**What you will do:**
Resume the news report on the nanoparticle vaccine design strategy, writing on from its final sentence.

San Francisco, US | XINHUA | A team of researchers has developed a new vaccine design strategy that could confer improved immunity against certain viruses, including those that cause AIDS, the flu, and COVID-19, according to a report released by the University of Washington Medicine (UW Medicine) on Tuesday.
Using this technique, the scientists attached proteins from the surface of a virus, called antigens, to custom-made protein nanoparticles. This approach enables an unprecedented level of control over the molecular configuration of the resulting vaccine, the report said.
This research, which includes pre-clinical evaluation of some initial vaccines in animals, is detailed in three new papers published Aug. 4.
The first paper, published in the journal eLife, describes the overall vaccine design strategy and how it was used to create vaccine candidates for three important viruses: HIV, respiratory syncytial virus (RSV), and influenza.

**Dataset records:**
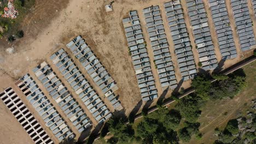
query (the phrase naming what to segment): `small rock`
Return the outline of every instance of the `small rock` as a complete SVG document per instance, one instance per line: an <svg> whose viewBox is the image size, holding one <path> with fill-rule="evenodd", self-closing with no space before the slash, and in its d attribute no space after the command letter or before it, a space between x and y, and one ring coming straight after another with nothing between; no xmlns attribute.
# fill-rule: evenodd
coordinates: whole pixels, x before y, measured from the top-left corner
<svg viewBox="0 0 256 144"><path fill-rule="evenodd" d="M252 122L252 118L248 119L246 120L247 123L251 123Z"/></svg>
<svg viewBox="0 0 256 144"><path fill-rule="evenodd" d="M7 48L5 51L9 54L13 54L14 52L14 48L13 48L13 47L9 47Z"/></svg>
<svg viewBox="0 0 256 144"><path fill-rule="evenodd" d="M249 142L249 141L247 140L247 139L245 139L245 140L243 140L243 143L245 144L247 144Z"/></svg>
<svg viewBox="0 0 256 144"><path fill-rule="evenodd" d="M255 128L251 128L250 132L254 133L254 131L255 131Z"/></svg>

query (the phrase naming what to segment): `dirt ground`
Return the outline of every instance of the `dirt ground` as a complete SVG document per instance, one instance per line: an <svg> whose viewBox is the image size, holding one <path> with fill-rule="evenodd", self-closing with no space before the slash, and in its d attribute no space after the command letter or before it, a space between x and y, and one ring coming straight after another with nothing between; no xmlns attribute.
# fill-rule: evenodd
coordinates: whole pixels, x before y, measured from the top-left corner
<svg viewBox="0 0 256 144"><path fill-rule="evenodd" d="M202 108L202 114L199 120L199 128L203 135L201 141L193 137L189 143L212 143L217 137L214 135L214 129L218 127L222 130L229 119L236 118L240 113L246 112L251 104L251 101L256 96L256 62L243 68L246 75L248 86L246 89L234 99L208 101ZM227 112L227 115L224 113Z"/></svg>
<svg viewBox="0 0 256 144"><path fill-rule="evenodd" d="M165 19L162 4L170 0L116 0L113 4L114 11L107 13L104 5L111 1L37 1L35 8L33 9L33 12L27 15L22 25L25 34L24 38L13 45L6 44L6 43L3 43L4 40L0 40L0 69L8 74L14 80L17 80L42 61L47 61L49 58L47 57L61 47L65 47L72 38L77 35L82 35L117 82L119 87L117 93L120 96L119 99L124 107L125 113L128 115L139 103L141 98L131 58L127 51L127 41L121 20L127 16L130 10L137 10L143 25L144 20L142 9L152 5L160 5L162 8L162 17ZM184 4L182 5L183 6ZM186 17L188 18L185 16L185 19ZM187 22L187 20L185 20ZM167 23L165 23L164 25ZM256 26L256 25L254 26ZM168 35L170 33L166 32L168 30L165 31ZM148 37L145 30L143 34L145 38ZM191 34L189 33L190 37ZM171 38L168 40L171 40ZM193 40L190 40L193 44ZM169 44L172 47L172 43L169 42ZM8 53L5 51L6 49L10 47L14 48L13 53ZM193 49L194 47L193 45ZM150 52L150 47L148 46L147 49ZM173 48L170 48L170 50L171 49ZM194 50L193 52L195 52ZM175 58L175 56L172 55L173 62L177 63ZM198 62L198 56L195 56L195 61ZM240 60L238 59L237 61ZM230 63L227 61L225 67L230 67L237 62L233 61L230 61ZM3 76L0 76L0 80ZM160 88L160 82L157 77L155 77L156 85L159 94L160 95L163 89ZM7 81L5 83L12 83L14 81ZM8 85L7 83L0 83L1 89L6 88ZM183 87L187 88L189 87L189 81L186 82ZM171 92L168 91L166 97L170 97ZM156 100L150 104L154 105L156 102ZM140 107L141 109L142 106ZM0 106L3 107L2 102L0 103ZM8 116L11 117L11 116ZM16 121L14 117L12 119L13 121ZM0 123L3 125L5 123L6 125L10 124L2 122L2 119ZM19 127L17 126L16 129L18 129ZM13 131L5 129L1 131L1 133L11 134L19 131L16 129L12 129ZM20 135L25 135L23 132L17 133L20 133ZM11 139L19 140L18 137ZM9 140L5 139L7 141Z"/></svg>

**Task answer:**
“One of the things we found in this study was that putting the same viral antigen onto different nanoparticles altered which regions antibodies can see. This can be used to bias the immune response toward certain regions of an antigen that confer greater protective immunity,” said lead author George Ueda, a translational postdoctoral scholar at the UW Medicine Institute for Protein Design.
The second paper, published in PLOS Pathogens, studies how one of the new HIV vaccine nanoparticles performed in rabbits. The research team found that repeated immunization of the vaccine resulted in a higher proportion of neutralizing antibodies compared to immunization with the same antigen not displayed on a custom-made nanoarticle.
The third paper, published in npj Vaccines, looks at how one of the HIV vaccine nanoparticles circulates through the body of rhesus macaques. Researchers found that after three days, it became concentrated in lymph node tissues, which is where B cells learn how to fight infection. This may account for the observed enhanced immunity, according to the researchers.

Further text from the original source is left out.